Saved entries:
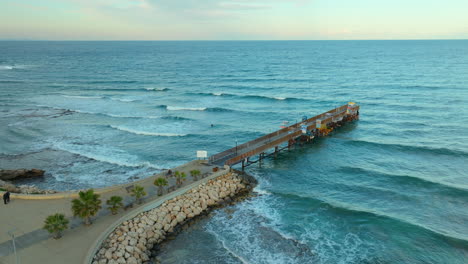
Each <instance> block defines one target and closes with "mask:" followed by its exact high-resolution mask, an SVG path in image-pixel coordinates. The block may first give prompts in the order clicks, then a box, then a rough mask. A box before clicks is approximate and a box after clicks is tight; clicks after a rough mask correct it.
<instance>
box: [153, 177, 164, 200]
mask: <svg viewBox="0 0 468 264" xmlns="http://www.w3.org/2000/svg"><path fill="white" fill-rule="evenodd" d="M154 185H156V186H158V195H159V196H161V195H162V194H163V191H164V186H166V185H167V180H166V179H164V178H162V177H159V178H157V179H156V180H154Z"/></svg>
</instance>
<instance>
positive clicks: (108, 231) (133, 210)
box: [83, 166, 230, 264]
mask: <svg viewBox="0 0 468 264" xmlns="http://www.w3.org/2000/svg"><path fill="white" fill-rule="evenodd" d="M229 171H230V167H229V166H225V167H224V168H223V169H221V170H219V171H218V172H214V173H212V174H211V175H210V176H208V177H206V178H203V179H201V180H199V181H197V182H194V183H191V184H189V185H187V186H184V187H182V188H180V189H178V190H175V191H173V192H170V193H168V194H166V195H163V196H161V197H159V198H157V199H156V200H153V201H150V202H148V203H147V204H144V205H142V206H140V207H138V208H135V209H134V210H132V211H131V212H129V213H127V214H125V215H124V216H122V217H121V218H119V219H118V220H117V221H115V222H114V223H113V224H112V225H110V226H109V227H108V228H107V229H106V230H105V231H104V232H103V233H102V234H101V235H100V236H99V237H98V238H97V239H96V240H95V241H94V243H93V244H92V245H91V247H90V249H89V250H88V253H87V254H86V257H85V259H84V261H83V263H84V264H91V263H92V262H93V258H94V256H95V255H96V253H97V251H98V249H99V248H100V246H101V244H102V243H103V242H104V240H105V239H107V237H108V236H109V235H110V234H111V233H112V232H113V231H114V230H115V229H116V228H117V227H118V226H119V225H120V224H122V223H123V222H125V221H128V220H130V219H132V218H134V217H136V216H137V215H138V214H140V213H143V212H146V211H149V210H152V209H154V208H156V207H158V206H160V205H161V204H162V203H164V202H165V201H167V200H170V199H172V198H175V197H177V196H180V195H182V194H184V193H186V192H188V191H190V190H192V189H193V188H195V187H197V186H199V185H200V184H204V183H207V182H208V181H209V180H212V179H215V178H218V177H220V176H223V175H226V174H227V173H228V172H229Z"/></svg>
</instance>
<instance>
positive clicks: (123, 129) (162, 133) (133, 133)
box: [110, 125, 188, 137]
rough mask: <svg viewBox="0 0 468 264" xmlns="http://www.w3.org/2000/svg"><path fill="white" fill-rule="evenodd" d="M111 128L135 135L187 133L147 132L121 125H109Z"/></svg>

Exercise aim: Retype all the data exactly, please, without pictures.

Your solution:
Each <instance> block defines one target and closes with "mask:" followed by its exact high-resolution mask, an SVG path in image-pixel coordinates. The block may first give prompts in the order clicks, then a box, then a rough mask. A box before clicks is approximate and a box after clicks is tight; clicks after a rough mask correct it.
<instance>
box: [153, 177, 164, 200]
mask: <svg viewBox="0 0 468 264" xmlns="http://www.w3.org/2000/svg"><path fill="white" fill-rule="evenodd" d="M154 185H156V186H158V195H159V196H161V195H162V194H163V191H164V186H166V185H167V180H166V179H164V178H162V177H159V178H157V179H156V180H154Z"/></svg>
</instance>
<instance>
positive clicks: (108, 231) (133, 210)
box: [83, 166, 230, 264]
mask: <svg viewBox="0 0 468 264" xmlns="http://www.w3.org/2000/svg"><path fill="white" fill-rule="evenodd" d="M229 171H230V167H229V166H225V167H224V168H223V169H221V170H219V171H218V172H214V173H212V174H211V175H210V176H208V177H206V178H203V179H201V180H199V181H197V182H194V183H191V184H189V185H187V186H184V187H182V188H180V189H178V190H175V191H173V192H170V193H168V194H166V195H163V196H161V197H159V198H157V199H156V200H153V201H150V202H148V203H147V204H144V205H142V206H140V207H138V208H135V209H134V210H132V211H131V212H129V213H127V214H125V215H124V216H122V217H121V218H119V219H118V220H117V221H115V222H114V223H113V224H112V225H110V226H109V227H108V228H107V229H106V230H105V231H104V232H103V233H102V234H101V235H100V236H99V237H98V238H97V239H96V240H95V241H94V243H93V244H92V245H91V247H90V249H89V250H88V253H87V254H86V257H85V259H84V261H83V263H84V264H91V263H92V262H93V258H94V256H95V255H96V253H97V251H98V249H99V248H100V246H101V244H102V243H103V242H104V240H105V239H107V237H108V236H109V235H110V234H111V233H112V232H113V231H114V230H115V229H116V228H117V227H118V226H119V225H120V224H122V223H123V222H125V221H128V220H130V219H132V218H134V217H136V216H137V215H138V214H140V213H143V212H146V211H149V210H152V209H154V208H156V207H158V206H160V205H161V204H162V203H164V202H165V201H167V200H170V199H172V198H175V197H177V196H180V195H182V194H184V193H186V192H188V191H190V190H192V189H193V188H195V187H197V186H199V185H200V184H204V183H207V182H208V181H209V180H212V179H215V178H218V177H220V176H223V175H226V174H227V173H228V172H229Z"/></svg>
</instance>
<instance>
positive clicks: (123, 129) (162, 133) (133, 133)
box: [110, 125, 188, 137]
rough mask: <svg viewBox="0 0 468 264" xmlns="http://www.w3.org/2000/svg"><path fill="white" fill-rule="evenodd" d="M111 128L135 135L187 133L147 132L121 125H109Z"/></svg>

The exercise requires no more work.